**Text block**
☆ ☆ ☆ ☆

[FFmpeg-devel] [PATCH] Some ARM VFP optimizations (vector_fmul, vector_fmul_reverse, float_to_int16)

Sun May 11 17:34:37 CEST 2008

On Sun, May 11, 2008 at 04:50:56PM +0300, Siarhei Siamashka wrote:
> On Monday 21 April 2008, Michael Niedermayer wrote:
> > > So
> > > one fmuls* instruction queues 4 multiplies, which get performed one after
> > > another in arithmetic pipeline (occupying it for 4 cycles).
> >
> > Thats what i missed, i expected it to do them in parallel, like a real CPU
> > :)
> 
> Even 'real' CPUs had problems with 128-bit SSE throughput (fixed in Core2)
> because of not having enough execution units, and here we are talking about
> the embedded core which has a much smaller number of transistors :)
> 
> This approach with scheduling work for pipelines is good enough if properly
> used. Decoder throughput is 1 instruction per cycle. But multi-cycle
> instructions can run simultaneously in different pipelines overlapping each
> other, provided that they do not have resource conflicts (optimization manual
> describes some rules of registers locking, they also need to be taken into
> account carefully). If each instruction was executed in only one cycle, there
> would be no way for getting parallel execution, because the decoder would be
> the bottleneck.

☆ ☆ ☆ ☆

**Data**
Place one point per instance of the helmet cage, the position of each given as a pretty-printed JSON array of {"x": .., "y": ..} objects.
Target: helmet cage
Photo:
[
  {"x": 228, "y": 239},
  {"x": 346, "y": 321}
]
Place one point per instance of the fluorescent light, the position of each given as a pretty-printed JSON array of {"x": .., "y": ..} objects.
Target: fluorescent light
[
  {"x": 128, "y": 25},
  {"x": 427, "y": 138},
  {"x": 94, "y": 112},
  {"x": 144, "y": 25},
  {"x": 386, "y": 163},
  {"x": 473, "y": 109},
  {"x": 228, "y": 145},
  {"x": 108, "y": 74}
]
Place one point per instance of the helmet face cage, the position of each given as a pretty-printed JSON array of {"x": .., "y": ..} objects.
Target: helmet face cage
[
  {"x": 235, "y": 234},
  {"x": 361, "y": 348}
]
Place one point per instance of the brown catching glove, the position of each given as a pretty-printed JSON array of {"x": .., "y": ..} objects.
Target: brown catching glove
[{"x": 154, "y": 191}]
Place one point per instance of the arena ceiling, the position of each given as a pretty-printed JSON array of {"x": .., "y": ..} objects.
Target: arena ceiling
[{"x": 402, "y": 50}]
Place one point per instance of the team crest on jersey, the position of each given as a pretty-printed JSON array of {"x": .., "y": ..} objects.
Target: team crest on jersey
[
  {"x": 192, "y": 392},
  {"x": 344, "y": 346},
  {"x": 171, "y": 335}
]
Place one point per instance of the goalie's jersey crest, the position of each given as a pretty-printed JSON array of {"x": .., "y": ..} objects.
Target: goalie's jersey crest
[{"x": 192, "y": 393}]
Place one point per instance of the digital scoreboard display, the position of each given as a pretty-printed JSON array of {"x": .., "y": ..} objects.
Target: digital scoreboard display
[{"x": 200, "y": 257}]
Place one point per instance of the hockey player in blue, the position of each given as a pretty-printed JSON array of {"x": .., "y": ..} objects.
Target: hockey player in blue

☆ ☆ ☆ ☆

Write out the passage of the ARM VFP thread that begins at the words "On Sun, May" and stops after "of transistors :)".

On Sun, May 11, 2008 at 04:50:56PM +0300, Siarhei Siamashka wrote:
> On Monday 21 April 2008, Michael Niedermayer wrote:
> > > So
> > > one fmuls* instruction queues 4 multiplies, which get performed one after
> > > another in arithmetic pipeline (occupying it for 4 cycles).
> >
> > Thats what i missed, i expected it to do them in parallel, like a real CPU
> > :)
> 
> Even 'real' CPUs had problems with 128-bit SSE throughput (fixed in Core2)
> because of not having enough execution units, and here we are talking about
> the embedded core which has a much smaller number of transistors :)